* [Yapılacaklar]
1) Sosyal Darwinizm metnine göre aşağıdaki soruları yanıtlar mısın?
(a) Vidyarthi metinde nasıl tanıtılıyor?
(b) Hsu, Darwin'i hangi dönem için ideal bir bilim adamı olarak tarif ediyor?
(c) Roosevelt'in katliamın ideolojisini kurduğu kitabın adı nedir?
2) Sosyal Darwinizm metninde "Darwin’in emperyalist ırkçılığa" sözlerinden "diye tarif eder." sözlerine kadar uzanan bölümün hepsini, "afyon" kelimesini "ipek" olarak değiştirip yeniden yazar mısın?

* [Alıntı Metin]
------------------------------------

Darwinistik evrim kuramının toplumlara uygulanması ile gelişen bu teori, “Sosyal Darwinizm” olarak adlandırıldı ve hem emperyalizmin en büyük “meşruiyet” argümanı hem de ırkçılığın en büyük dayanağı haline geldi. Hintli Antropolog Vidyarthi’ye göre, “Darwin’in ortaya attığı ‘en güçlülerin hayatta kalması’ düşüncesi, insanoğlunun kültürel bir evrim sürecinden geçtiğine ve en üst kademenin Beyaz Adam’ın medeniyeti olduğuna inanan sosyal bilimciler tarafından coşkuyla karşılandı. Bunun bir sonucu olarak, 19. yüzyılın ikinci yarısındaki Batılı bilim adamlarının çok büyük bir kısmı ırkçılığı şiddetle benimsediler.”

Darwin’in emperyalist ırkçılığa kazandırdığı bu meşruiyet nedeniyle, ünlü Çinli bilim adamı Hsu, onu “Victoria dönemi için ideal bir bilim adamı, Çin’e zorla afyon satabilmek için bu ülkeyi işgal eden ve bunu serbest ticaret ve ‘en güçlülerin hayatta kalması’ kuralına dayandıran ülkenin bilimsel dayanağı” diye tarif eder.

Sosyal Darwinizm, yalnızca İngiltere’deki değil, diğer ülkelerdeki emperyalistler ve ırkçılara da dayanak sağlıyordu. Bu nedenle hızla yayıldı. Teoriyi benimseyenlerin başında, ABD Başkanı Theodore Roosevelt geliyordu. Roosevelt, Kızılderililere karşı “tehcir” adı altında uygulan etnik temizlik programının en önde gelen uygulayıcı ve savunucusuydu. The Winning of the West (Batı’nın Zaferi) adlı kitabında katliamın ideolojisini kurarak, Kızılderilileri ortadan kaldıracak bir “ırksal savaş”ın kaçınılmaz olduğunu anlatmıştı. En büyük dayanağı ise, kendisine yerlileri “ilkel bir tür” olarak tanımlama şansını veren Darwinizm’di. Nitekim Roosevelt’in öngördüğü gibi o dönemde Kızılderililerle yapılan anlaşmaların hiç birine sadık kalınmadı ve buna da bu “ilkel tür” safsatası ile sözde meşruiyet sağlandı.

------------------------------------

* [Sağlanan Veriler]

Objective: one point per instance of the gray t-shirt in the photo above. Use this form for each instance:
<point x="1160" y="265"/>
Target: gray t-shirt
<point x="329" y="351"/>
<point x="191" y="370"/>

------------------------------------

* [Görev Çözümleri]
1)
(a) Hintli antropolog olarak.
(b) Victoria dönemi için.
(c) The Winning of the West (Batı'nın Zaferi).

2)
Darwin’in emperyalist ırkçılığa kazandırdığı bu meşruiyet nedeniyle, ünlü Çinli bilim adamı Hsu, onu “Victoria dönemi için ideal bir bilim adamı, Çin’e zorla ipek satabilmek için bu ülkeyi işgal eden ve bunu serbest ticaret ve ‘en güçlülerin hayatta kalması’ kuralına dayandıran ülkenin bilimsel dayanağı” diye tarif eder.